# TASK TO CARRY OUT
Produce a copy of every line in the records that holds the string "brick".

[Saved data entries]
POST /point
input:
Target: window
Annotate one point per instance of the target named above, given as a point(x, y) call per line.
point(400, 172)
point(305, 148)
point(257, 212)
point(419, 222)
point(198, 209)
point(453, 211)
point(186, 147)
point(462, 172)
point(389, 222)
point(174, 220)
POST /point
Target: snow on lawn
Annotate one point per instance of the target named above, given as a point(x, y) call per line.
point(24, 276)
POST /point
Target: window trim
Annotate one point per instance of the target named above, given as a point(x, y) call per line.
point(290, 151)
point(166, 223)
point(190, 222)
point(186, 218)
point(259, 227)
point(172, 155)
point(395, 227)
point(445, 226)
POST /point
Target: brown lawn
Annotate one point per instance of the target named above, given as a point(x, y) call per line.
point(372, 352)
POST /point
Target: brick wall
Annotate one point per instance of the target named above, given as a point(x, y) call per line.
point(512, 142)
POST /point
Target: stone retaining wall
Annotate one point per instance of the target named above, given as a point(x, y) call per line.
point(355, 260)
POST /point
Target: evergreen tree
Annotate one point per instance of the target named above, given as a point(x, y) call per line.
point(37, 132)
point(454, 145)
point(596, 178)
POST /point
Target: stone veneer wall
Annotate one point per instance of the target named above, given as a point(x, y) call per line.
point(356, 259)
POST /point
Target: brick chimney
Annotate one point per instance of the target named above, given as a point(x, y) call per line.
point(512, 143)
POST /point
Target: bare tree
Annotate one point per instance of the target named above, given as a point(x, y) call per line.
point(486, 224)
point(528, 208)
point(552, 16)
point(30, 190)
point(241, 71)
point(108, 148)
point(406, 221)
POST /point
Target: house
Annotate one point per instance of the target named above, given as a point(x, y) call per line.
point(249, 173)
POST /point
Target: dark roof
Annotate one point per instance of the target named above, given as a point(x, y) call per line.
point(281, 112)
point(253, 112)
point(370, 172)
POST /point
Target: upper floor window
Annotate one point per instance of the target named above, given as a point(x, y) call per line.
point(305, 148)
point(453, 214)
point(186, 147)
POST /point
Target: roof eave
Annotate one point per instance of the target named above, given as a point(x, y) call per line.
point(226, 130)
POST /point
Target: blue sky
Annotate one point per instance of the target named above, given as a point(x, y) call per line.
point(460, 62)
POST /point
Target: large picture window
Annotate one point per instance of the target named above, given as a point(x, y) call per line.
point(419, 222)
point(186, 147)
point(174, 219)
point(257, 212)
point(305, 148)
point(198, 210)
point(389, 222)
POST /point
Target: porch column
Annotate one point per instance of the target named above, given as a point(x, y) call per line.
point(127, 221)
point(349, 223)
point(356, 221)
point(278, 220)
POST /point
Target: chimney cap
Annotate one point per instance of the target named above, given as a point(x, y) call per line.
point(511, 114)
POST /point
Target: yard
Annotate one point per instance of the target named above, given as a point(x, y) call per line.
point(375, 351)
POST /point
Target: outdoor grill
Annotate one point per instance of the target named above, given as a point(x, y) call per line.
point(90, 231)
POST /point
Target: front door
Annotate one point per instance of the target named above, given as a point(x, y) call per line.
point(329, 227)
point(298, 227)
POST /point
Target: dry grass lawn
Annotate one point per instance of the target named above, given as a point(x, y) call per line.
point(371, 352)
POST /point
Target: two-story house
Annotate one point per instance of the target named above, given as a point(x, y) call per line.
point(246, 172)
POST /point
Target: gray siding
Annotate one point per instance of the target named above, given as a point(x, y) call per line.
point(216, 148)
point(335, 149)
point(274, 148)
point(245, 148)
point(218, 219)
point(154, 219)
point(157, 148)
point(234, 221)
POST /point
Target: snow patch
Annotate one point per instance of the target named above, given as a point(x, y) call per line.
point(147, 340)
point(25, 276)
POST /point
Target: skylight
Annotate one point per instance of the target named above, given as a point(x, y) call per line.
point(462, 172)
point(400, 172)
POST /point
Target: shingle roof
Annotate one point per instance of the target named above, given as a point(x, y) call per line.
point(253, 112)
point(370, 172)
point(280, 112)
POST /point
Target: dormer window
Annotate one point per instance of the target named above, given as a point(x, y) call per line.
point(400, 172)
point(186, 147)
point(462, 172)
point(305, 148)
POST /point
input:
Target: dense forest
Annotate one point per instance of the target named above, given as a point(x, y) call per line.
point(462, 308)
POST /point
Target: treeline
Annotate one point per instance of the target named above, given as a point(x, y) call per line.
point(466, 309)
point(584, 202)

# ANSWER SECTION
Target: brick wall
Target: brick chimney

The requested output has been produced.